━━━━━ Source document ━━━━━
The Smith cert denial

The Golden CAAF II will keep grazing at the Kabul Klipper’s house for a while.  As the No Man noted, the Supremes denied the cert petition in Smith v. United States, No. 10-18, on Monday.

The Supremes haven’t granted plenary review of a servicemember’s cert petition under 28 U.S.C. § 1259 since 8 November 1996, when it granted the cert petition in Edmond v. United States, 519 U.S. 977 (1996).  (The Supremes did GVR one military cert petition since then — O’Connor, which was GVRed for further consideration in light of Ashcroft v. Free Speech CoalitionO’Connor v. United States, 535 U.S. 1014 (2002).) 

Since granting review in Edmond, by my count, the Supremes have denied 238 servicemembers’ cert petitions.

The total number of military cert petitions filed under 28 U.S.C. § 1259 since the right was first established in 1983 has been, by my count, 979.  There have been 9 plenary grants, six upon petition by a servicemember (Solorio, Weiss, Davis, Ryder, Edmond, Loving) and the most recent three upon petition by the SG (Scheffer, Clinton v. Goldsmith, Denedo).  There have been 5 GVRs upon petition by an accused (Goodson v. United States, 471 U.S. 1063 (1985);  Jordan v. United States, 498 U.S. 1009 (1990);  Carpenter v. United States, 515 U.S. 1138 (1995); Clark v. United States, 515 U.S. 1138 (1995) (GVRing six CAAF decisions); and O’Connor) and one GVR upon petition by the SG.  United States v. Mobley, 523 U.S. 1056 (1998) (GVRing three CAAF decisions for further consideration in light of Scheffer).

It appears that in the entire history of SCOTUS review of CMA/CAAF decisions, only one servicemember has received an actual sentence reduction as the result of petitioning for cert:  Specialist Four Goodson, who got rid of his BCD (but not the other portions of his sentence) as the result of his GVR from SCOTUS for further consideration in light of Smith v. Illinois, 469 U.S. 91 (1984).

NLJ Article on Military Cert. Cases

Here (subscription required) is an short piece from last week by Marcia Coyle at the National Law Journal about military cert. petitioners possible becoming second class petitioners–our fearless leader is quoted.  Here is one excerpt that is interesting/amusing on many levels:

The Supreme Court has not granted full review to a convicted service member’s petition for a writ of certiorari in 14 years. Have they become second-class petitioners?

Not necessarily, said retired Col. Dwight Sullivan, a judge advocate in the Marine Corps Reserve, who keeps a close watch on the data. But the numbers are curious.

. . . The justices have granted full review in nine cases, and granted, vacated and remanded in five others, he added.
━━━━━ Listing ━━━━━
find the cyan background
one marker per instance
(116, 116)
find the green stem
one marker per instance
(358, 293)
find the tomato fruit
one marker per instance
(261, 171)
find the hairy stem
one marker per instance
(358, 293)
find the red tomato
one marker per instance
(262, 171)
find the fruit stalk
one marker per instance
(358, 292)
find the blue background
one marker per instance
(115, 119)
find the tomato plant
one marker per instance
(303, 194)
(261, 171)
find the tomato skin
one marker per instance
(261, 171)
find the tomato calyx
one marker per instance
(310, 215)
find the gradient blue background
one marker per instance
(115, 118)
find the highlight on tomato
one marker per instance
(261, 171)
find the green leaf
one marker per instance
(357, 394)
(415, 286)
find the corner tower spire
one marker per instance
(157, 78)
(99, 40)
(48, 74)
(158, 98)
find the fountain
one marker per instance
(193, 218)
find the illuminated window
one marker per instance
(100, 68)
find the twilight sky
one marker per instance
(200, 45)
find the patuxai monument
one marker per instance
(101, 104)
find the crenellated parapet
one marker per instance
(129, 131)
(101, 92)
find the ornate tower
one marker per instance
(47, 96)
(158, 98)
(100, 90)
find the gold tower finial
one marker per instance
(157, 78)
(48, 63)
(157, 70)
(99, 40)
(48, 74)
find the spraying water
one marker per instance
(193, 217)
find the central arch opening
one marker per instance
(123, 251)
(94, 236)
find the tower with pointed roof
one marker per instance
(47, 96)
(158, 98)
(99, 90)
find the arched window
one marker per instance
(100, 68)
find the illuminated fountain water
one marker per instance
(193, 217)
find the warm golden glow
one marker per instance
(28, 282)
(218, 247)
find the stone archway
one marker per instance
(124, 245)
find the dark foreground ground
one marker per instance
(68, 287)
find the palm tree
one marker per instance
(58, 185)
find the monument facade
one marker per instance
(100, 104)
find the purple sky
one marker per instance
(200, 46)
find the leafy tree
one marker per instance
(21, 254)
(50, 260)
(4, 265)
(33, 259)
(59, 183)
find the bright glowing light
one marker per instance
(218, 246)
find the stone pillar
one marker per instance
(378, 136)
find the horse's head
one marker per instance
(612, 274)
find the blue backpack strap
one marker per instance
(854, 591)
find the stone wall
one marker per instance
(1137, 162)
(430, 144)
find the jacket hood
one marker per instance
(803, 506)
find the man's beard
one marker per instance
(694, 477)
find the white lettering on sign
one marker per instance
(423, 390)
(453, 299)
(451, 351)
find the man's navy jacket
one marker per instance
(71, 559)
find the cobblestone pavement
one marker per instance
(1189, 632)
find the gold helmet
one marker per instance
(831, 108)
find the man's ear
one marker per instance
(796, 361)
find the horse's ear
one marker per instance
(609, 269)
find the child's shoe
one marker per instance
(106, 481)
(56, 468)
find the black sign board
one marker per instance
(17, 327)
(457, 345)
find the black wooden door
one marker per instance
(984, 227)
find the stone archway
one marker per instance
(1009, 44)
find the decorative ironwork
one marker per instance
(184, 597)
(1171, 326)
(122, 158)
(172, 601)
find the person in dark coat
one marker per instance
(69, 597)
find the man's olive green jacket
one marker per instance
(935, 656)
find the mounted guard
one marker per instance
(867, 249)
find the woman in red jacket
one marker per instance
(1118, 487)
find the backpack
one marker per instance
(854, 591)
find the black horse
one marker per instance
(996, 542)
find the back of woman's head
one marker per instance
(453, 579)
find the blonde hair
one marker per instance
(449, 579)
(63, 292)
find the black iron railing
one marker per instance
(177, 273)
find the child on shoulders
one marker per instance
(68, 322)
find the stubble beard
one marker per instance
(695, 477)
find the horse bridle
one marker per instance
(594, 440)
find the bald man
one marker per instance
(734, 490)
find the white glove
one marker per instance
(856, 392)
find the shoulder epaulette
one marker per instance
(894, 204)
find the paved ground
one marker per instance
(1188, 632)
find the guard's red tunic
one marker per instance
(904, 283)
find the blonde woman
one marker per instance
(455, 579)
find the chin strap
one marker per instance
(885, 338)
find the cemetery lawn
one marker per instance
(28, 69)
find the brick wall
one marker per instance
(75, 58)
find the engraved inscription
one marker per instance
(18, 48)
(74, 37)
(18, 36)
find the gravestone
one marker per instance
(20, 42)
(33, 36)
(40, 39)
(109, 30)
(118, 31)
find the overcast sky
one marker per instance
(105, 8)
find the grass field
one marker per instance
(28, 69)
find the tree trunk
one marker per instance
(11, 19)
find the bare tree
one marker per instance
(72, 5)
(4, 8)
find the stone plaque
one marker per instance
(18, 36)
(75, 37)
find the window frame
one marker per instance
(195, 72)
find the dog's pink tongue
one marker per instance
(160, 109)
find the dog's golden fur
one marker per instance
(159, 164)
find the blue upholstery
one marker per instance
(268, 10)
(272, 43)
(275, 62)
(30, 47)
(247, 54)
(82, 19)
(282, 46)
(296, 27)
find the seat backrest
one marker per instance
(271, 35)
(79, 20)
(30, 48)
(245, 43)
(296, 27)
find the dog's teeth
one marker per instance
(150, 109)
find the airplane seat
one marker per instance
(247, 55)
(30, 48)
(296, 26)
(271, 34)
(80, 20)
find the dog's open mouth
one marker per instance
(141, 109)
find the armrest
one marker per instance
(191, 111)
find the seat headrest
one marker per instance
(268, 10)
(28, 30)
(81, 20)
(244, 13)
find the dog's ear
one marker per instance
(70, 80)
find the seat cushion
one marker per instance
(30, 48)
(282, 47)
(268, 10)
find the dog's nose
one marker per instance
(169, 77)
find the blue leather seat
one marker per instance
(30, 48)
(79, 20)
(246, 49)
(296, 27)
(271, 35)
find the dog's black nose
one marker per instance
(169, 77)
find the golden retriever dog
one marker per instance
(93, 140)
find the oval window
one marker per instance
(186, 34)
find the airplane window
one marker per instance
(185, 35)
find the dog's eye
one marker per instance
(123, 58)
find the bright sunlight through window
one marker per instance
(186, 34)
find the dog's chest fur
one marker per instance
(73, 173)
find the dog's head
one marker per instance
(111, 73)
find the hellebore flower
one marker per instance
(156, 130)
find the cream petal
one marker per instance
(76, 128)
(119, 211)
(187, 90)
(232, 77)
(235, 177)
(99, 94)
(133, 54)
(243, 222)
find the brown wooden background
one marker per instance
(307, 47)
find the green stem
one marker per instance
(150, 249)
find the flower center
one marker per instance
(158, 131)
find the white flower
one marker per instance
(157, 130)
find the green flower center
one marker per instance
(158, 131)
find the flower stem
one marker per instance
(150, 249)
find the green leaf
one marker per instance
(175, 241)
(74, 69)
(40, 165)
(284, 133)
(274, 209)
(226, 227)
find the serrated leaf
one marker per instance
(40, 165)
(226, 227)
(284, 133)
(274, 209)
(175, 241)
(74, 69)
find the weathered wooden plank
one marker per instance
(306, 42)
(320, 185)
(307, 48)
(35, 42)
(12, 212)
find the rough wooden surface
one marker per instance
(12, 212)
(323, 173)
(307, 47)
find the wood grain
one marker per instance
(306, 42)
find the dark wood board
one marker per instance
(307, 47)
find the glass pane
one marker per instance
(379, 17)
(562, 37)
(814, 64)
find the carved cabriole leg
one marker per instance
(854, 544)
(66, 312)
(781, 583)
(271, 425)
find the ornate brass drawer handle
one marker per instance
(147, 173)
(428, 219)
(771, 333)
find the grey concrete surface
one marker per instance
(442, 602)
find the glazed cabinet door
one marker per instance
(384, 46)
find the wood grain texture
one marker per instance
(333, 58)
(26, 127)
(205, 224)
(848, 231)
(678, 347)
━━━━━
• **What you will do**:
A – Output the records verbatim from the line with "find the flower stem" up to and including the last line of the records.
B – Write the next portion of the post on military cert petitions to the Supreme Court, picking up after its final sentence.
The text and the records bear no relation to each other.

• **The answers**:
A –
find the flower stem
one marker per instance
(150, 249)
find the green leaf
one marker per instance
(175, 241)
(74, 69)
(40, 165)
(284, 133)
(274, 209)
(226, 227)
find the serrated leaf
one marker per instance
(40, 165)
(226, 227)
(284, 133)
(274, 209)
(175, 241)
(74, 69)
find the weathered wooden plank
one marker per instance
(306, 42)
(320, 185)
(307, 48)
(35, 42)
(12, 212)
find the rough wooden surface
one marker per instance
(12, 212)
(323, 173)
(307, 47)
find the wood grain
one marker per instance
(306, 42)
find the dark wood board
one marker per instance
(307, 47)
find the glass pane
one marker per instance
(379, 17)
(562, 37)
(814, 64)
find the carved cabriole leg
one marker per instance
(854, 544)
(66, 312)
(781, 583)
(271, 425)
find the ornate brass drawer handle
one marker per instance
(147, 173)
(428, 219)
(771, 333)
find the grey concrete surface
one marker per instance
(442, 602)
find the glazed cabinet door
one marker per instance
(384, 46)
find the wood grain texture
one marker per instance
(333, 58)
(26, 127)
(205, 224)
(848, 231)
(678, 347)

B –
“The best predictor by far of whether review will be granted is whether the solicitor general is seeking cert,” said Sullivan. “The solicitor general has sought cert only three times, and it was granted in all three.”

Cert. Denied in Smith

I guess CAAFlog will have to go back to predicting winners and losers in other beauty contests, today’s orders list (here) has Smith v. United States, No. 10-18 on the Denied side.  Nerad and Kerchner were also denied.  I guess it goes to show that even high powered legal teams can’t guarantee certiorari and that the Golden CAAF is best served when the US is on the left side of the “v.”

Smith makes SCOTUSblog’s “Petitions to watch” list

Smith v. United States, No. 10-18, is the first case listed on SCOTUSblog’s “Petitions to watch” list for tomorrow’s conference.  Appearing on the list means that the petition raises an issue that Tom Goldstein “has determined to have a reasonable chance of being granted, although we post them here without consideration of whether they present appropriate vehicles in which to decide those issues.”  We’ll know a little past 1000 next Monday.

Clayton Certiorari Petition Denied

Here is a link to the docket denying cert. in US v. Clayton, 09-1532, the 4th A. case we’ve discussed below.  Guess I’ll have to go back to picking the winner of NFL football contests, like my SUPER-DUPER MONEY IN THE BANK lock of the week, the Giants at home vs. the Cowboys.

Smith cert petition distributed for conference

The Smith cert petition , No. 10-18 – which we’ve been following and have named cert petition most likely to be the next Golden CAAF award winner — has been distributed for the Supremes’ 23 November conference.

Reply brief filed in Smith v. United States

Only since 1983 has the Supreme Court had statutory cert jurisdiction over CMA/CAAF decisions.  And since then, the Supremes have granted plenary review in just nine cases.  The last three (Denedo, Clinton v. Goldsmith, and Scheffer) were all cases in which the SG sought cert.  (And those are the only three instances in which the SG has sought a writ of certiorari to CMA/CAAF.)  Not since 8 November 1996 — 14 years ago — has the Supreme Court granted plenary review upon a servicemember’s petition for a writ of certiorari to CAAF.  Edmond v.  United States, 519 U.S. 977 (1996).  (There have been some other instances in which the Supreme Court granted a military cert petition, vacated CMA’s/CAAF’s ruling, and remanded the case for further consideration  in light of a newly announced SCOTUS opinion.)

The case that stands the greatest chance of breaking that 14-year losing streak is Smith v. United States, No. 10-18 — a cert petition boosted by both a pronounced circuit split and an all-star roster of counsel.  Those all stars have now filed their reply to the Solicitor General’s brief in opposition.  The reply is available here.  We’ll let you know as soon as we learn which conference the petition is distributed for.  And the Kabul Klipper will be putting bubble wrap on his shopping list.

Nerad distributed for conference

The cert petition in Nerad v. United States, No. 10-532, has been distributed for the 23 November conference — when it will be denied unless a Justice asks for a response from the SG before then.  [Insert familiar disclosure here.]

Cert denied x 3

The Supremes today announced the denial of cert in Huntzinger, No. 10-158, Contreras, No. 10-413, and Ehlers, No. 10-390.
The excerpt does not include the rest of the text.